▸ DIRECTIONS FOR THIS TASK
Print the lines below word for word, leaving out the pictures.

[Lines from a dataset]
● ● ● ● ● ● ●
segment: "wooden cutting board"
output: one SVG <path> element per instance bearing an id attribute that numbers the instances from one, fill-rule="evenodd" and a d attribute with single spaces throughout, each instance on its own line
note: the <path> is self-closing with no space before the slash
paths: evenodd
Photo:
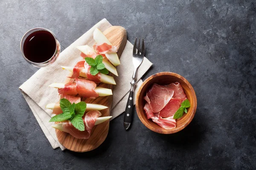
● ● ● ● ● ● ●
▸ RESULT OF THIS TASK
segment: "wooden cutting board"
output: one SVG <path> element per instance bearing an id attribute that numbers the instances from one, fill-rule="evenodd" and a d attribute with single spaces throughout, each instance on its own line
note: the <path> is self-closing with no space before the slash
paths: evenodd
Photo:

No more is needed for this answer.